• **Extracted text**
--*--

But per egg retrieval, meaning when you account for all the embryos created in a single IVF cycle, the gap narrows considerably. The same study found live birth rates of 63.7% with PGT-A versus 52.3% without it per retrieval, a difference that was not statistically significant. The reason: some embryos labeled abnormal by PGT-A might have self-corrected or been viable, so discarding them can offset the per-transfer advantage. This is an important distinction because it means PGT-A helps you get pregnant faster by avoiding failed transfers, but it may not dramatically change your overall chance of having a baby from a given egg retrieval.
Miscarriage Reduction
Where PGT-A shows its clearest benefit is in reducing early pregnancy loss. An analysis of over 133,000 IVF cycles reported to the national registry found the early miscarriage rate was 7% with PGT-A compared to 12.5% without it. The benefit was most dramatic for older patients. Women over 42 had a miscarriage rate of just 3.4% with PGT-A versus 12.6% without it. For women 38 to 40, it was 6.4% versus 15.6%. Even for women under 35, there was a modest reduction from 11.3% to 8.1%.

--*--

• **Information given**
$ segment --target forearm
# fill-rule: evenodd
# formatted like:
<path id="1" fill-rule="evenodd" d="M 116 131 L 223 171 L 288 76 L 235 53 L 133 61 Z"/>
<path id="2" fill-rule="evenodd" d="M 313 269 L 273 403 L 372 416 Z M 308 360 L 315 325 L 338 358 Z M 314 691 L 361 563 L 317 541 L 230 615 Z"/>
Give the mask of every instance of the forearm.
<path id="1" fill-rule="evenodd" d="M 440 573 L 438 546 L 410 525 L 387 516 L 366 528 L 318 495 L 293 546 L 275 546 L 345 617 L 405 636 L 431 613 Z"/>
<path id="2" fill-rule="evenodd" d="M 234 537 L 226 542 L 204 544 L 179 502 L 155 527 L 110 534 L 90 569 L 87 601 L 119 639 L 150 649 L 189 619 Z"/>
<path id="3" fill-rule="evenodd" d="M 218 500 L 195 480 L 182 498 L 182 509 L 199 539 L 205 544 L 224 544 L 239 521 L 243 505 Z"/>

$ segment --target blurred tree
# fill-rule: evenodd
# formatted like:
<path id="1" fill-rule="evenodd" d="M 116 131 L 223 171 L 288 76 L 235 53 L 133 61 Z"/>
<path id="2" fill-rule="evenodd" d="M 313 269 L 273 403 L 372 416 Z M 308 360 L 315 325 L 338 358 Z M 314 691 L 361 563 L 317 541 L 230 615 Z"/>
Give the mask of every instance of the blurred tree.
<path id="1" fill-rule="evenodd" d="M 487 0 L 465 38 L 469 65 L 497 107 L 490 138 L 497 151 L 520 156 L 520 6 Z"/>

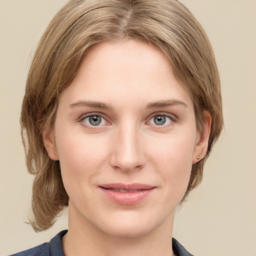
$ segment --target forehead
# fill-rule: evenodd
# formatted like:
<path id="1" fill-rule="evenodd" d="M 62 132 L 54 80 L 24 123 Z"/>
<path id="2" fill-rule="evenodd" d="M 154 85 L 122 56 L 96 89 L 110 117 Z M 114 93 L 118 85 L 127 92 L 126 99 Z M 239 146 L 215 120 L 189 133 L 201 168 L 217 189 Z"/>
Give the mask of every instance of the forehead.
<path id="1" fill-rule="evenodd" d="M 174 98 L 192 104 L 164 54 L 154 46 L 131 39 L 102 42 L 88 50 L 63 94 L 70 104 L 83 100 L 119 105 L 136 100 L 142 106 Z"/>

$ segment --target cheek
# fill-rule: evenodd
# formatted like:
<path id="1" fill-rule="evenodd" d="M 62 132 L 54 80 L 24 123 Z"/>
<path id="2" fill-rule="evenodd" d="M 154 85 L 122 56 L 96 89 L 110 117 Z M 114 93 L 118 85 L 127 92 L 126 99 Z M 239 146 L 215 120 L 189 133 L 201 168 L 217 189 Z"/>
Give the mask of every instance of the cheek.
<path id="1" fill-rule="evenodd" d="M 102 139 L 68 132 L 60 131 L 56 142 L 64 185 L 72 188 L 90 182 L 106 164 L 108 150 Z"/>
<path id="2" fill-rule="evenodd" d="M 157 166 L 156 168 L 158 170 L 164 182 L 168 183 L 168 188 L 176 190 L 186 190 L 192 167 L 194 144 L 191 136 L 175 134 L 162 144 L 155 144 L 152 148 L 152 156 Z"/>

--*--

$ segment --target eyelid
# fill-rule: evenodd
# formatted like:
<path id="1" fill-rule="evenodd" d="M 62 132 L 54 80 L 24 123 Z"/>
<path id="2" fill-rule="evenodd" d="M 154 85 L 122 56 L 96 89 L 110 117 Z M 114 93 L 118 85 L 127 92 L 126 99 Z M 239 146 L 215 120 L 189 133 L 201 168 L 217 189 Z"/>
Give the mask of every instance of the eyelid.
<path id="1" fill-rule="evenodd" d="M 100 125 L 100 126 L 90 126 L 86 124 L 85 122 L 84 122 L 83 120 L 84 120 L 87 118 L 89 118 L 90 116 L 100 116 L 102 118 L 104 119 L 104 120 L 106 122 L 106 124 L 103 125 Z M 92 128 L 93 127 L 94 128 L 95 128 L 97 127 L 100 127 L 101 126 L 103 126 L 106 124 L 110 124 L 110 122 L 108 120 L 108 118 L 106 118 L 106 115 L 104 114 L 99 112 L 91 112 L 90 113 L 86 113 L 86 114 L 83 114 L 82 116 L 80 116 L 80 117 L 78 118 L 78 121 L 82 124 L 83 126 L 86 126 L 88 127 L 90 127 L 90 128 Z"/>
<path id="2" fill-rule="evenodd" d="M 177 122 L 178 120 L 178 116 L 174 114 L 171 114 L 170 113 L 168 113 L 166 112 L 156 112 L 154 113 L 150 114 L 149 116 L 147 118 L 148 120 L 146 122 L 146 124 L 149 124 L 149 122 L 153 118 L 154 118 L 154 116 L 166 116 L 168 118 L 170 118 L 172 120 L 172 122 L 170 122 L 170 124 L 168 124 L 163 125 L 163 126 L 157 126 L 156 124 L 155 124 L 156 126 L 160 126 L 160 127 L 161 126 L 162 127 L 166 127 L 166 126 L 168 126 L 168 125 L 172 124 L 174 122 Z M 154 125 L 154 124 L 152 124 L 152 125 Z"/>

--*--

• **Activity 1**
Summarize the PGT-A passage in two sentences.
• **Activity 2**
Reproduce the PGT-A passage word for word between "But per egg" and "given egg retrieval.", inclusive.

• **Expected answer 1**
Per egg retrieval, live birth rates with PGT-A (63.7%) and without it (52.3%) did not differ significantly, since discarding embryos labeled abnormal that might have been viable can offset its per-transfer advantage. PGT-A's clearest benefit is fewer early miscarriages, 7% versus 12.5% across over 133,000 IVF cycles, with the greatest reduction in women over 42 (3.4% versus 12.6%).

• **Expected answer 2**
But per egg retrieval, meaning when you account for all the embryos created in a single IVF cycle, the gap narrows considerably. The same study found live birth rates of 63.7% with PGT-A versus 52.3% without it per retrieval, a difference that was not statistically significant. The reason: some embryos labeled abnormal by PGT-A might have self-corrected or been viable, so discarding them can offset the per-transfer advantage. This is an important distinction because it means PGT-A helps you get pregnant faster by avoiding failed transfers, but it may not dramatically change your overall chance of having a baby from a given egg retrieval.